Saved entries:

=== Begin Enclosure ===

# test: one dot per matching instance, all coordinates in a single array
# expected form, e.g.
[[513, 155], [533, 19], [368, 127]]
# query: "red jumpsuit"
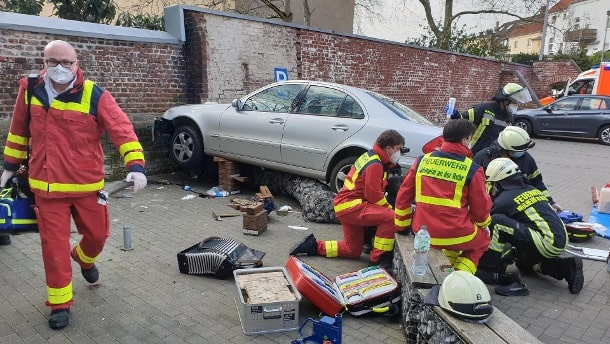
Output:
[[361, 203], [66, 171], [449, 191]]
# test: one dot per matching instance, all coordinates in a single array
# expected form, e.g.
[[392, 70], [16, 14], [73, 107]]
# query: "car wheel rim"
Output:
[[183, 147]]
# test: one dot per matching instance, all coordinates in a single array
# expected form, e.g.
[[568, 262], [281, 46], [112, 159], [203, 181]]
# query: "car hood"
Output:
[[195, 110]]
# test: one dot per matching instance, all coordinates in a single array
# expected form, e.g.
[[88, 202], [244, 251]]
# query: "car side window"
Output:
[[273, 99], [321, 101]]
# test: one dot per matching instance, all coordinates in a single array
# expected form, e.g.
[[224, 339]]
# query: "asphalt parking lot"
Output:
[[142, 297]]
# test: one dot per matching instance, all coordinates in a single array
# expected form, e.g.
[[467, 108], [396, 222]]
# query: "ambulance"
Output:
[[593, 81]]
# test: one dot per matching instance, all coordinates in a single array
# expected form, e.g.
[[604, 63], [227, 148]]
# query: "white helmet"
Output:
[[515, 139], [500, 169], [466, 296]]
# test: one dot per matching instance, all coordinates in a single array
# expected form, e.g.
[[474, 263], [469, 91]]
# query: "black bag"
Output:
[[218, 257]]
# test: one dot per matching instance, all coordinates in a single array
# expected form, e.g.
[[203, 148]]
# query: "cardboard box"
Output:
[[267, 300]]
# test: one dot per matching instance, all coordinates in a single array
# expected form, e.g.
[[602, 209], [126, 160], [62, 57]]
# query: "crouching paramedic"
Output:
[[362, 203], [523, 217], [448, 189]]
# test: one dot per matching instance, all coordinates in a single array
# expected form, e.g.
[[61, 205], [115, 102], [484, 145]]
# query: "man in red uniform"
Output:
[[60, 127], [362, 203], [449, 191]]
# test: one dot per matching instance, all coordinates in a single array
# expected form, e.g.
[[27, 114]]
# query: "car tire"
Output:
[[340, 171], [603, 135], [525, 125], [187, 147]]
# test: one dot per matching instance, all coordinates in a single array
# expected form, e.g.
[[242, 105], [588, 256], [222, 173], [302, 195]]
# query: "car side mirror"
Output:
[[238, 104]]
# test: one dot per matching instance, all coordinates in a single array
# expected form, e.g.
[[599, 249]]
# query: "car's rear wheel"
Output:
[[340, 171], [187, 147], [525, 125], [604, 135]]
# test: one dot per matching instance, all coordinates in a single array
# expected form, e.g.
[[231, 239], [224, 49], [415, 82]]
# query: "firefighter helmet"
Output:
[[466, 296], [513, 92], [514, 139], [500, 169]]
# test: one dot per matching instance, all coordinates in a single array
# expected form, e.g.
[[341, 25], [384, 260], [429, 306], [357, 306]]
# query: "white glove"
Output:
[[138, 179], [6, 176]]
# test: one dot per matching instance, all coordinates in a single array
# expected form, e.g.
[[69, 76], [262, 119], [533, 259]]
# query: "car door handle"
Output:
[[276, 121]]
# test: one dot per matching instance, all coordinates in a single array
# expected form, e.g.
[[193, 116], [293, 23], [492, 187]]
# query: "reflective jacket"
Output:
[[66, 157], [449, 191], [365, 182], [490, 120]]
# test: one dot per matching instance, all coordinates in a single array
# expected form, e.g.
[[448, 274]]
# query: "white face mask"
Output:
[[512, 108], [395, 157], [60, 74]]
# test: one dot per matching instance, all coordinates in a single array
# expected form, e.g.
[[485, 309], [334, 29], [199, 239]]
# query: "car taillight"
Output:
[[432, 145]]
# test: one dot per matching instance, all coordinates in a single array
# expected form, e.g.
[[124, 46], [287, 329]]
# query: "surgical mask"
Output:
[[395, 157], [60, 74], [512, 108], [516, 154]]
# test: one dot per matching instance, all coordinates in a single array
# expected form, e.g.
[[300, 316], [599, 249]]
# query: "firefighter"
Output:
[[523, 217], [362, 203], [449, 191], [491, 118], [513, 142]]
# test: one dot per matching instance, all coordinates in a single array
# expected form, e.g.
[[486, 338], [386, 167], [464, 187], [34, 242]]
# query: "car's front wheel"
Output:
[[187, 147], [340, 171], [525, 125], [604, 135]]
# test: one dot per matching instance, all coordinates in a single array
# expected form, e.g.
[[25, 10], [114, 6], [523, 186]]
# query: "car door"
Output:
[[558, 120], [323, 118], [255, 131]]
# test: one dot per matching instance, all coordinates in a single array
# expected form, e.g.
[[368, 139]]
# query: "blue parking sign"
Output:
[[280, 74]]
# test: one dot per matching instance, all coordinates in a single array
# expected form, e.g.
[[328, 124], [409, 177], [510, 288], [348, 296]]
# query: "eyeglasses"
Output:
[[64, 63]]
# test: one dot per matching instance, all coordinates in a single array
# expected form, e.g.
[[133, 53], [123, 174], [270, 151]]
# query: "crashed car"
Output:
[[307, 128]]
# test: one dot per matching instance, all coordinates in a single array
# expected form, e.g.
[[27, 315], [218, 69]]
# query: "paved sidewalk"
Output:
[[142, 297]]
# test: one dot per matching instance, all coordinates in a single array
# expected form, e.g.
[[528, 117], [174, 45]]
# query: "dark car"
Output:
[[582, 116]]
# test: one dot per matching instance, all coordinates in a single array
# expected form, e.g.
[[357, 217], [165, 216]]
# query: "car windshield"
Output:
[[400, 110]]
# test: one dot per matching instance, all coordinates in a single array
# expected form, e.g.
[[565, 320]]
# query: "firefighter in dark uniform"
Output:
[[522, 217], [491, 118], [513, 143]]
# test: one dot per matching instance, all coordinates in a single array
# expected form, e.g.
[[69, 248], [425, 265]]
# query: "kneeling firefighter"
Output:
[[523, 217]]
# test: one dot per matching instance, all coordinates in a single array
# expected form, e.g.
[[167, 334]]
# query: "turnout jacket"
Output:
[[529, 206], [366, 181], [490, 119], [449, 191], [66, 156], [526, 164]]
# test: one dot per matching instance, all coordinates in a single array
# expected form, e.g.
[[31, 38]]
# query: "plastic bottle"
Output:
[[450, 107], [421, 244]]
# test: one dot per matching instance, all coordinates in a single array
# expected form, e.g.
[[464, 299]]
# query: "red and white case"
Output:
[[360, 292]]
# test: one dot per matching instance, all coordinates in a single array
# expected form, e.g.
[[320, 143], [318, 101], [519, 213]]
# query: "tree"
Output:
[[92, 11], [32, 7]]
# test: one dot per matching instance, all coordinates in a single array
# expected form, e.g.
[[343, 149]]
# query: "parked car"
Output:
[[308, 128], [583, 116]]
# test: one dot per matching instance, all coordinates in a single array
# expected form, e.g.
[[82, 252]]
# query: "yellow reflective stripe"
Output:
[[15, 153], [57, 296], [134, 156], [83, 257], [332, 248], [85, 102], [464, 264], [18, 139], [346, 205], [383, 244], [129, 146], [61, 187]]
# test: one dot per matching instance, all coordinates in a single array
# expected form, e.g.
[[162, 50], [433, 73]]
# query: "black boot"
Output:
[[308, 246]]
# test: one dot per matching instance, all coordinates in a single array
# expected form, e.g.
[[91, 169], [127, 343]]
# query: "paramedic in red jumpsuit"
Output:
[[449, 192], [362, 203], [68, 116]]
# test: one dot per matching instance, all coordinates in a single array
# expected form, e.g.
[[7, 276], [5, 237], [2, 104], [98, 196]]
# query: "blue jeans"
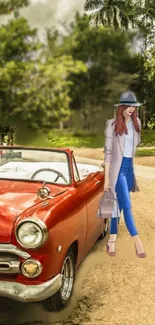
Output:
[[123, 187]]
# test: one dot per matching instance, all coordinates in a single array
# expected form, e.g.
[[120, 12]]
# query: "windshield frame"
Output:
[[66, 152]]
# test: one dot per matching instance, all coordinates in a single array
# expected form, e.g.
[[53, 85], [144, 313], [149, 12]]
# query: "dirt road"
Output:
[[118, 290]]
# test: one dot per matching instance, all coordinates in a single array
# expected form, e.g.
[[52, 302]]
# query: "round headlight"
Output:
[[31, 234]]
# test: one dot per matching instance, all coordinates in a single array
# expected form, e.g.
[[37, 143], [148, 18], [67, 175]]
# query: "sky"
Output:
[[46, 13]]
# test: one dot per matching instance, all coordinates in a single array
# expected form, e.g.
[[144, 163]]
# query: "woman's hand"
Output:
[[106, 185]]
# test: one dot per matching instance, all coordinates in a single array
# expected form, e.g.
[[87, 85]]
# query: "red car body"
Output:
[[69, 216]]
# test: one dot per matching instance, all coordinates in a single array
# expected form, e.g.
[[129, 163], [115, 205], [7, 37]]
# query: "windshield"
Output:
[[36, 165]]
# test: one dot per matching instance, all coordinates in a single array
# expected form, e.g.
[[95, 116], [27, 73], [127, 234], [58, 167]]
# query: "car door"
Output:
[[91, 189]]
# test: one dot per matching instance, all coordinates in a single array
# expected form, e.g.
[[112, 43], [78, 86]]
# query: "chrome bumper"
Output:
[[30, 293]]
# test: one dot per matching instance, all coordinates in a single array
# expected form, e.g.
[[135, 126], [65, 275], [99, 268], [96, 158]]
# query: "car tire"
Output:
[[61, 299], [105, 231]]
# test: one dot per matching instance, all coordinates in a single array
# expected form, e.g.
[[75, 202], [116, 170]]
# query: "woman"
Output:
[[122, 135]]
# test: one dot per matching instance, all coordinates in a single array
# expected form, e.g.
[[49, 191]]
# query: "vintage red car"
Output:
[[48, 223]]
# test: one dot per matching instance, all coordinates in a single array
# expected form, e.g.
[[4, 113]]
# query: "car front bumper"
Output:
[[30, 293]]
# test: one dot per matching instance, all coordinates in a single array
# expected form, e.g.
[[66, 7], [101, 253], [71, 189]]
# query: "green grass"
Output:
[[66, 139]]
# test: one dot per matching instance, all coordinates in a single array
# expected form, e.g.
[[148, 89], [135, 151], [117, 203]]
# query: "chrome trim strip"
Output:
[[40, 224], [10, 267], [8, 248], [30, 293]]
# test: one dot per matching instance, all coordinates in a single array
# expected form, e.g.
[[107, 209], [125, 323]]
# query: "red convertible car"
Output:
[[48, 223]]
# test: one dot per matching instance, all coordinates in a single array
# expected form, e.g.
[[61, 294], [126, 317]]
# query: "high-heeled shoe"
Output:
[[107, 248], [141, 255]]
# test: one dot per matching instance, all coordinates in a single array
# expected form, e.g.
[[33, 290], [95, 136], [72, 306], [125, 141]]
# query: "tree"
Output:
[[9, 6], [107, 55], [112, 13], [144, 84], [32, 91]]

=== End Enclosure ===

Please give again the lines above between the line holding "[[25, 10], [114, 6], [523, 186]]" and the line holding "[[464, 299]]", inclusive, exactly as they are and with nothing added.

Answer to this task:
[[25, 10], [114, 6], [523, 186]]
# query: "car door"
Output:
[[558, 120], [323, 118], [255, 131]]
# test: one dot per matching instance, all coordinates in a single array
# expected form, e.g.
[[368, 139]]
# query: "blue parking sign"
Output:
[[280, 74]]
# test: one dot per matching instance, all coordinates in a single array
# expected form, e.g.
[[328, 124], [409, 177], [510, 288], [348, 296]]
# query: "eyeglasses"
Output:
[[64, 63]]
# test: one dot per matching instance, all coordinates in a single array
# expected form, e.g.
[[133, 53], [123, 174], [270, 151]]
# query: "crashed car"
Output:
[[307, 128]]
# test: one dot per matching instance, all coordinates in a single array
# expected form, e.g.
[[27, 315], [218, 69]]
# query: "paved sidewalk"
Output:
[[142, 297]]
# test: one dot per matching instance, all coordinates in a single array
# expected form, e.g.
[[528, 117], [174, 45]]
# query: "dark car"
Output:
[[582, 116]]
# test: one dot per matching instance, all coordinates in a single array
# expected form, e.g.
[[357, 217], [165, 216]]
# query: "car windshield"
Output:
[[400, 110]]
# test: one dot per matching instance, all coordinates in a single array
# expected form, e.g.
[[565, 320]]
# query: "firefighter in dark uniform"
Output:
[[522, 217], [491, 118], [513, 143]]
# test: one dot per matching instance, all coordinates in a single array
# expected form, e.g.
[[69, 248], [425, 265]]
# query: "kneeling firefighter"
Output:
[[523, 217]]
# test: one dot per matching instance, all coordinates in a single array
# expected form, e.g.
[[167, 334]]
# query: "turnout jacket"
Output:
[[529, 206], [366, 181], [490, 119], [449, 191], [66, 156], [526, 164]]
# test: one dot per matching instance, all coordinates in a single array
# expected form, e.g.
[[31, 38]]
# query: "plastic bottle"
Output:
[[450, 107], [421, 244]]
# test: one dot per matching instance, all coordinates in a single array
# expected form, e.g.
[[464, 299]]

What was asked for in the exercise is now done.